### What needs to be done
Only the count is wanted here: how many lines of the entries hold the string "branch"?

Stored records
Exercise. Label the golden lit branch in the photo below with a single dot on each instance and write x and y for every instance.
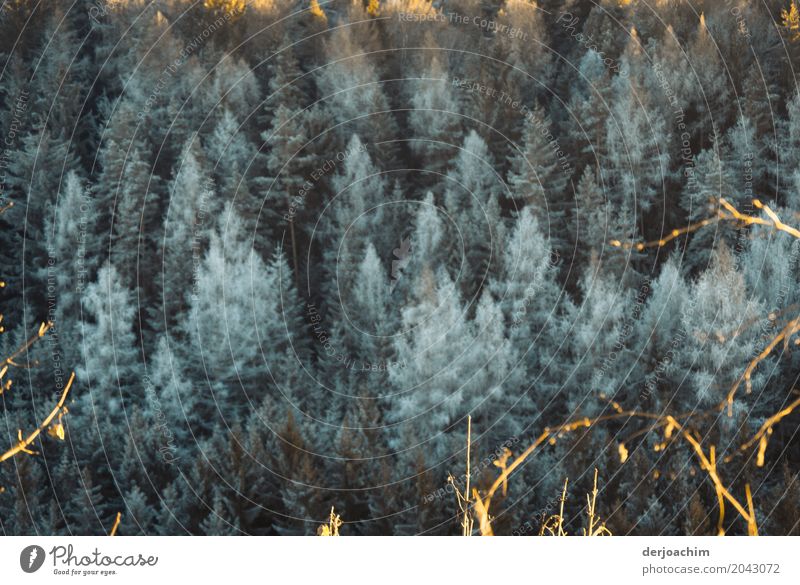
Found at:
(727, 212)
(24, 443)
(332, 527)
(671, 425)
(763, 434)
(790, 329)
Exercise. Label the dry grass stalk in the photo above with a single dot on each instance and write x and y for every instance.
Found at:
(116, 524)
(332, 527)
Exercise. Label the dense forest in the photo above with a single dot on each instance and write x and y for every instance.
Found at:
(312, 255)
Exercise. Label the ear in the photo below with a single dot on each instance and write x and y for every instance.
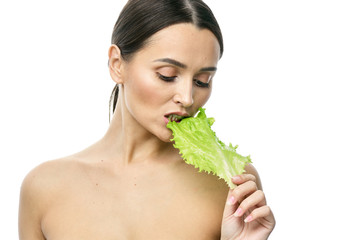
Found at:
(116, 64)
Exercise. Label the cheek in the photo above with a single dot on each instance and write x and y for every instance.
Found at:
(143, 89)
(202, 97)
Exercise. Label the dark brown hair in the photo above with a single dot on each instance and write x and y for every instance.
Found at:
(140, 19)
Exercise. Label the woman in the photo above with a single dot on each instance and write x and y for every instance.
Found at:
(132, 184)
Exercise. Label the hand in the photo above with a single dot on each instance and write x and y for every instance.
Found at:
(246, 215)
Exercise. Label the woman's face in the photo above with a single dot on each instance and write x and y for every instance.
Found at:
(171, 77)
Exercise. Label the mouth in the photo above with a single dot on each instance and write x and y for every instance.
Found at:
(175, 118)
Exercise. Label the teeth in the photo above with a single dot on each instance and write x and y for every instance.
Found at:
(175, 118)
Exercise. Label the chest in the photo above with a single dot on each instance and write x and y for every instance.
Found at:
(137, 207)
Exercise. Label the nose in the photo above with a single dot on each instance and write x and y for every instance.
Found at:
(184, 94)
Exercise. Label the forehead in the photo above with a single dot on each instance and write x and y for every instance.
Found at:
(184, 42)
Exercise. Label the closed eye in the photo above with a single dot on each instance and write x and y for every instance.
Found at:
(201, 83)
(166, 78)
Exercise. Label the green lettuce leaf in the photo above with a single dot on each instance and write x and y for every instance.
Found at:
(199, 146)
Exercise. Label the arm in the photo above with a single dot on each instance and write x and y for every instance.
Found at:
(30, 209)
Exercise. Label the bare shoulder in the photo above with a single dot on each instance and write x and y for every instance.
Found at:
(250, 169)
(43, 177)
(38, 189)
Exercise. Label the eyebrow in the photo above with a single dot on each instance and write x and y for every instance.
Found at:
(181, 65)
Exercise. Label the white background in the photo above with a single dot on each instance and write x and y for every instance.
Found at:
(287, 92)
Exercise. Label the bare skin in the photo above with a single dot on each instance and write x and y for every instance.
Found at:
(132, 184)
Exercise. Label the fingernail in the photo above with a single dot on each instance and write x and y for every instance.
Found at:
(236, 178)
(248, 219)
(238, 212)
(231, 201)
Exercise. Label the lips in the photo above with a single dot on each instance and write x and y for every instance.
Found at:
(176, 117)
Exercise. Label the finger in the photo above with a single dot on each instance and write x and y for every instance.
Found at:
(261, 212)
(230, 206)
(255, 200)
(239, 179)
(242, 191)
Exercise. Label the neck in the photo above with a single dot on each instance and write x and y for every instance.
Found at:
(127, 141)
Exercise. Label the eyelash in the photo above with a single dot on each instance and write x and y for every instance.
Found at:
(197, 82)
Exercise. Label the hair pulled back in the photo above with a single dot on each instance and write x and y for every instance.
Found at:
(140, 19)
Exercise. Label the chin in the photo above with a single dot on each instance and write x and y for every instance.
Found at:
(166, 136)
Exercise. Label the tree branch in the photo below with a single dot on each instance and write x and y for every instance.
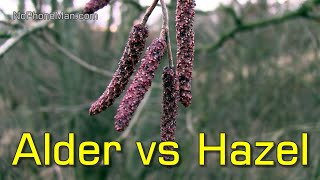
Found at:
(300, 12)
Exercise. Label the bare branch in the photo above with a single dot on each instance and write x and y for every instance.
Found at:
(149, 11)
(242, 27)
(165, 31)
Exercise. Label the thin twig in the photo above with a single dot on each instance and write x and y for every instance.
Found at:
(165, 31)
(149, 12)
(249, 26)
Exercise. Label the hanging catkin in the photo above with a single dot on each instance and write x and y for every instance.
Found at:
(185, 13)
(126, 66)
(94, 5)
(169, 107)
(140, 84)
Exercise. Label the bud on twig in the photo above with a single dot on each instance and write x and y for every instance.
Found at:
(169, 107)
(185, 13)
(128, 61)
(94, 5)
(140, 84)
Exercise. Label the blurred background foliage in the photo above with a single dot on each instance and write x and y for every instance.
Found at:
(260, 83)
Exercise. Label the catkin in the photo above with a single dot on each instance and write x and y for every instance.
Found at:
(185, 13)
(126, 66)
(169, 107)
(94, 5)
(140, 84)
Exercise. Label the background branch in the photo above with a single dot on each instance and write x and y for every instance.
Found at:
(241, 27)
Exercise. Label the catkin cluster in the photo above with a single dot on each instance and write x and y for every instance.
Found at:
(140, 84)
(176, 82)
(185, 13)
(126, 66)
(169, 106)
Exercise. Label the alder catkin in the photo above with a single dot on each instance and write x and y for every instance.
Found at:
(140, 84)
(185, 13)
(94, 5)
(126, 66)
(169, 107)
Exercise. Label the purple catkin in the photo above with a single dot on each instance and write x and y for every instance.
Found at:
(140, 84)
(185, 13)
(169, 107)
(126, 66)
(94, 5)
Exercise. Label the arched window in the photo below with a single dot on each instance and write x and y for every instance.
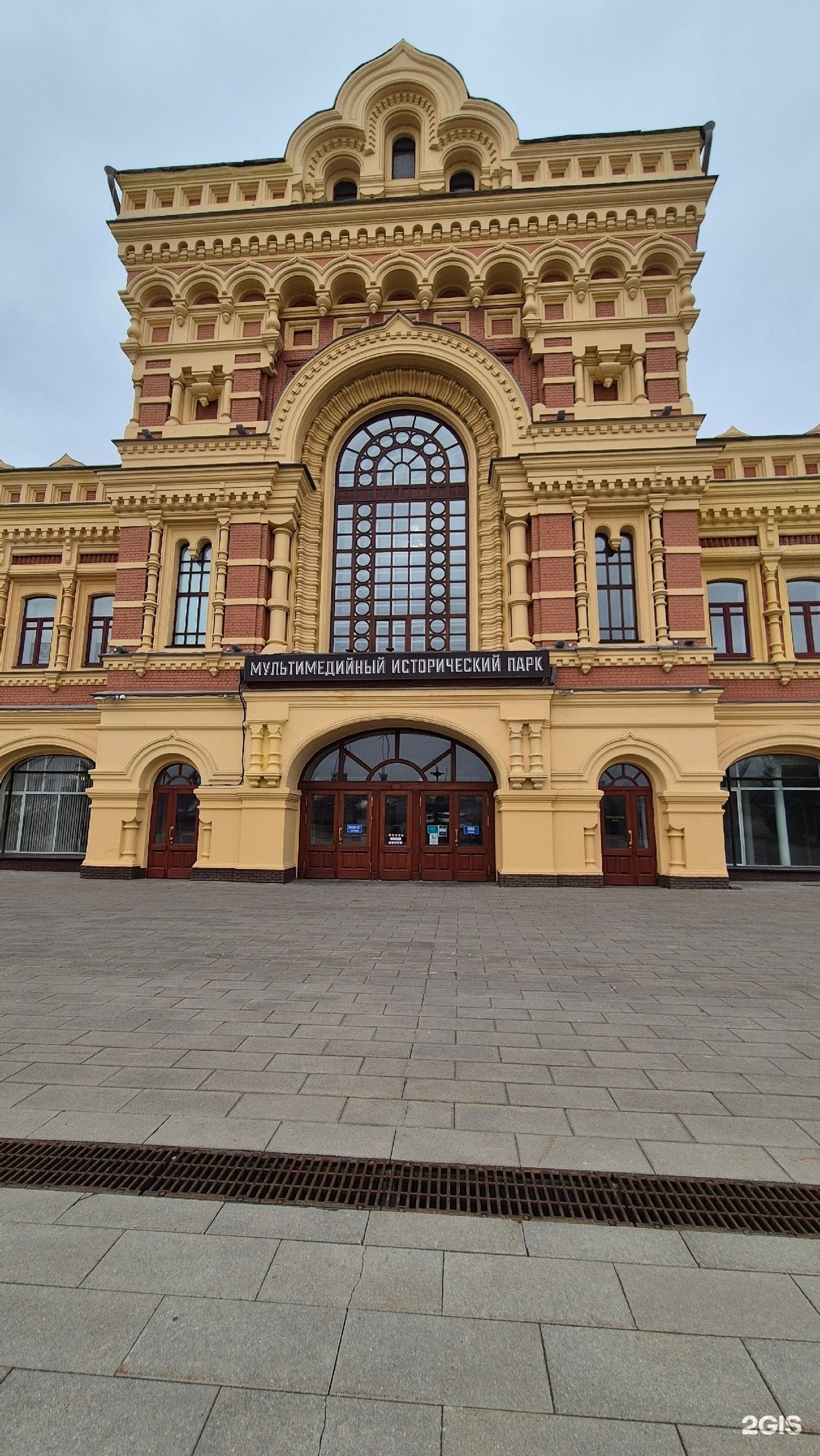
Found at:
(772, 814)
(101, 616)
(44, 808)
(193, 587)
(345, 191)
(401, 545)
(37, 632)
(804, 612)
(727, 617)
(615, 571)
(404, 158)
(398, 756)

### Exercise output
4